WORK ORDER: Word for word, restate every record, though not the pictures.

** GIVEN RECORDS follows **

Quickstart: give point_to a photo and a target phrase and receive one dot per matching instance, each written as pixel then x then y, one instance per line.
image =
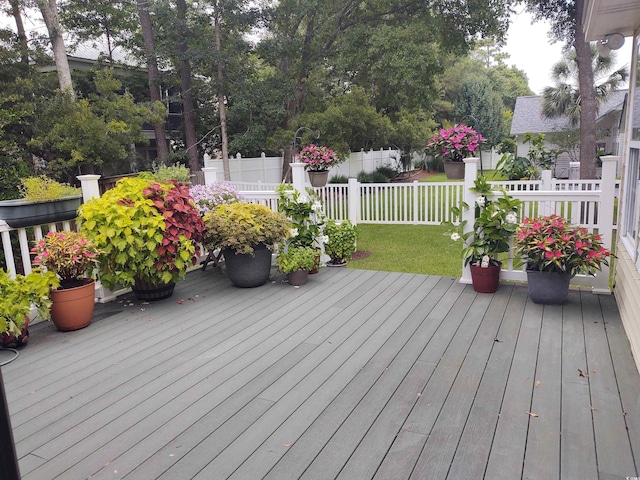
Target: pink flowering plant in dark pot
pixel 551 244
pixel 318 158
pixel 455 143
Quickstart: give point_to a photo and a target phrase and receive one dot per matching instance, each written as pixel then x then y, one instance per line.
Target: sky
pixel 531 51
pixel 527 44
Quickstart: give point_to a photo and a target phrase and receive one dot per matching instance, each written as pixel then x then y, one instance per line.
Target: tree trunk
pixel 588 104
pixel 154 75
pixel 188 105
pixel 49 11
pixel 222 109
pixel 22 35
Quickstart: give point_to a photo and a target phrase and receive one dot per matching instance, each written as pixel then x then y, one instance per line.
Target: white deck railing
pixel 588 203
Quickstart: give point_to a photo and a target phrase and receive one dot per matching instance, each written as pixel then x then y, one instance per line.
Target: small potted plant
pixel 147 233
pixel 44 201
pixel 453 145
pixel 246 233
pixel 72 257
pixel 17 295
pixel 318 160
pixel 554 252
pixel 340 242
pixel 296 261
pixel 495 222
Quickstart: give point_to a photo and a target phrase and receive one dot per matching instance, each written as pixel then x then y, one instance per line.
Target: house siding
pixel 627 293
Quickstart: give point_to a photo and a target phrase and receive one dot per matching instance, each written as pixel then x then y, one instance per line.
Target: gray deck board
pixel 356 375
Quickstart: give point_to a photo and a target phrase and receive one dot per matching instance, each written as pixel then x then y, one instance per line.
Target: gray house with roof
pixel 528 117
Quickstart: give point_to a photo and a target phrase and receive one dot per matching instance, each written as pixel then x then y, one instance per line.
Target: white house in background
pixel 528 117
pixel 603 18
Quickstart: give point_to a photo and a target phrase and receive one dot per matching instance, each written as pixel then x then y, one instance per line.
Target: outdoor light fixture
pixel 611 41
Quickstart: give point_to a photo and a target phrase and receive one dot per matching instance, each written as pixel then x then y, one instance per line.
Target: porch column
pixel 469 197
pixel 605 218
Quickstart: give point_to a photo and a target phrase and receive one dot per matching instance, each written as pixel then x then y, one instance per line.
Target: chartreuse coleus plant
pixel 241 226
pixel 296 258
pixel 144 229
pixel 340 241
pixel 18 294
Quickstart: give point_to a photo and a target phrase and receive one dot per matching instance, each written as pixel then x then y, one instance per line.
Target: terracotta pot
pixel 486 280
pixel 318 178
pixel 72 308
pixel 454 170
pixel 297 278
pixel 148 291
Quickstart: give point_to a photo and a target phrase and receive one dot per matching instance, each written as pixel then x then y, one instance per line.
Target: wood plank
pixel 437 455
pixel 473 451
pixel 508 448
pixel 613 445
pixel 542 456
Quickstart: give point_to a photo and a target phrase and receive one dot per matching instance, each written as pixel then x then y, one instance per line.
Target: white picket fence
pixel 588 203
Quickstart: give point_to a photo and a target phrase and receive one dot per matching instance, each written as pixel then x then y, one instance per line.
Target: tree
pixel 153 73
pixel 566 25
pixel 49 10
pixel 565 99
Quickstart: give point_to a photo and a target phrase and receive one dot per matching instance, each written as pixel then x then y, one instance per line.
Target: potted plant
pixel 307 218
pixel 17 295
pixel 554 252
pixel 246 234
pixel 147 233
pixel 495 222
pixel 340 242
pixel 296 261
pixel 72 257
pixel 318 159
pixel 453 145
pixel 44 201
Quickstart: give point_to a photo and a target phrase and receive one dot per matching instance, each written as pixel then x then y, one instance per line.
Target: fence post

** End of GIVEN RECORDS **

WORKED SOLUTION:
Quickstart: give point_to a photo and a target phrase and receive one dot per matching instance, each written as pixel then x then y, one instance per line.
image =
Target: pink flowering plant in dark pot
pixel 551 244
pixel 318 158
pixel 455 143
Quickstart: give point_to a photo and a target phrase and receive one dot per matching instance, each written as pixel then x then y, one instance per line.
Target: sky
pixel 531 51
pixel 527 44
Quickstart: give point_to a photo and a target phrase and receive one dot per matching instance, each written as pixel then x then y, one instance per line.
Target: tree trunk
pixel 588 104
pixel 154 75
pixel 188 105
pixel 49 11
pixel 222 109
pixel 22 35
Quickstart: give point_to a photo and a target phrase and receive one dot per matching instance, each written as pixel then x then y, one instance per line.
Target: white deck railing
pixel 588 203
Quickstart: give point_to a photo and a target phrase and receive one dot per matching instance, each written as pixel then x then y, one instance per line.
Target: small potted plant
pixel 147 233
pixel 44 201
pixel 453 145
pixel 246 233
pixel 72 257
pixel 17 295
pixel 318 160
pixel 554 252
pixel 340 242
pixel 296 261
pixel 495 222
Quickstart: give point_to a photo and a target phrase and receive one dot per matching instance, each written as pixel then x then y, one instance per line.
Target: house siding
pixel 627 293
Quickstart: give point_to a photo and a target phrase and receive one dot per matching instance, each written as pixel then x then y, one instance per line.
Target: gray deck board
pixel 356 375
Quickstart: give point_to a photo and a target phrase and receive one dot per matching instance, each written as pixel then x then y, one instance per line.
Target: gray house with roof
pixel 528 117
Quickstart: give point_to a photo and a target phrase and receive one dot per matching instance, each written as pixel then x then y, one instance per line.
Target: white house in background
pixel 528 117
pixel 603 18
Quickstart: give point_to a photo and a target phrase and receive one dot per matching instance, each written as pixel then x then y, one instance per line.
Target: outdoor light fixture
pixel 611 41
Quickstart: give point_to a photo and a target phrase and receive one dot per matching instance, each written as pixel then x then y, one instance per line.
Target: porch column
pixel 469 197
pixel 605 218
Quickstart: give point_to a photo and a target phrase and receive one dot per matching instance, each written as pixel then x then y, one instance per line.
Target: chartreuse coleus plant
pixel 241 226
pixel 296 258
pixel 144 229
pixel 340 241
pixel 18 294
Quickstart: give point_to a photo and a target phrase and receive one dot per matching instance, each written as pixel then x then y, one instance per line.
Target: terracotta pot
pixel 486 280
pixel 318 178
pixel 72 308
pixel 454 170
pixel 297 278
pixel 148 291
Quickstart: give point_to a photo and a target phrase and receive one dot per matching instance, each written as pixel then x then y, one instance per line.
Target: wood plank
pixel 437 455
pixel 473 451
pixel 508 448
pixel 613 445
pixel 542 456
Quickstart: give point_to a photo and a target phrase and receive one dot per matching instance, each written as pixel then x then y, one instance per line.
Target: white picket fence
pixel 588 203
Quickstart: give point_to a photo and a target phrase and receive one dot per matching instance, each written as pixel then x then y, one instance per line.
Target: tree
pixel 153 73
pixel 566 25
pixel 49 10
pixel 565 99
Quickstart: give point_to a photo and a target phrase and receive one dot per matching instance, each written as pixel then x then y, one instance per line.
Target: potted plant
pixel 307 218
pixel 17 295
pixel 554 252
pixel 246 234
pixel 147 233
pixel 495 222
pixel 340 242
pixel 296 261
pixel 72 257
pixel 318 159
pixel 453 145
pixel 44 201
Quickstart: give point_to a photo and a target phrase and receive one dot per matching instance, each written as pixel then x then y, one instance per line.
Target: fence post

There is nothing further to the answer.